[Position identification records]
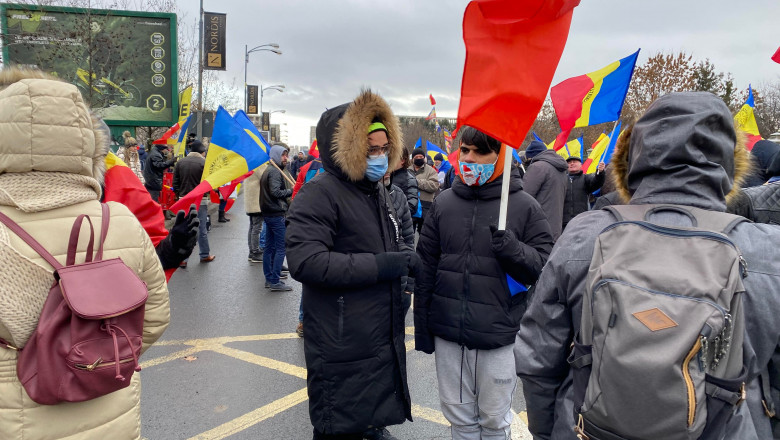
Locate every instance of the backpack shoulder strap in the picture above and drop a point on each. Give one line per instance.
(103, 230)
(700, 218)
(30, 241)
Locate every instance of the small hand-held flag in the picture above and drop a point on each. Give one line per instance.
(232, 153)
(512, 50)
(593, 98)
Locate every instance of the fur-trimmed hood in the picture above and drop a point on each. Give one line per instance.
(46, 126)
(683, 150)
(342, 135)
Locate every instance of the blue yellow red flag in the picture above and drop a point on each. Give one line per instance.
(745, 120)
(252, 131)
(593, 98)
(232, 153)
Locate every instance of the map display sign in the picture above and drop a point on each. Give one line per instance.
(123, 62)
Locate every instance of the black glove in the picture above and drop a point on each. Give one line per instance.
(392, 265)
(180, 241)
(415, 264)
(504, 243)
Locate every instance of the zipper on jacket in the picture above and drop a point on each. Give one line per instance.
(341, 316)
(689, 382)
(466, 286)
(658, 292)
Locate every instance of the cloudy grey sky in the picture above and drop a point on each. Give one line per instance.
(406, 49)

• [TASK OBJECTIVE]: Print every one of the lines above without changing anything, and leave the pictures out.

• [SOLUTION TO THIS EXERCISE]:
Locate every instance of the backpack shoulder strap in the picture above and drop a point on each. Give one line per instance.
(103, 230)
(700, 218)
(30, 241)
Locate every instance of the small hand-held flag in the picture above and drop a point on each. Give one line per instance.
(232, 153)
(512, 50)
(593, 98)
Locate every instance of the fur-trimmed hood in the picture above and drop a point on each. Give one line per instance.
(46, 126)
(683, 150)
(342, 135)
Locate every instance of the blue yellow red flag in the picture above and drop a point on each. Give one line per instance.
(745, 120)
(252, 131)
(593, 98)
(232, 153)
Locate every instance of the map display sign in the picture above and drop a point on each. Give one line per instance.
(123, 62)
Locate every instance of the black glove in the picture above and drop a point on each. Give one line per instance.
(392, 265)
(180, 241)
(415, 264)
(504, 243)
Locate every instance of the zipper on jacket in the picture above and drop a point on each. Give one line per instance.
(341, 316)
(689, 382)
(466, 286)
(658, 292)
Locate every instance of the cloudy grey sky in the picture above and drop a point on each. Give one line per instance.
(406, 49)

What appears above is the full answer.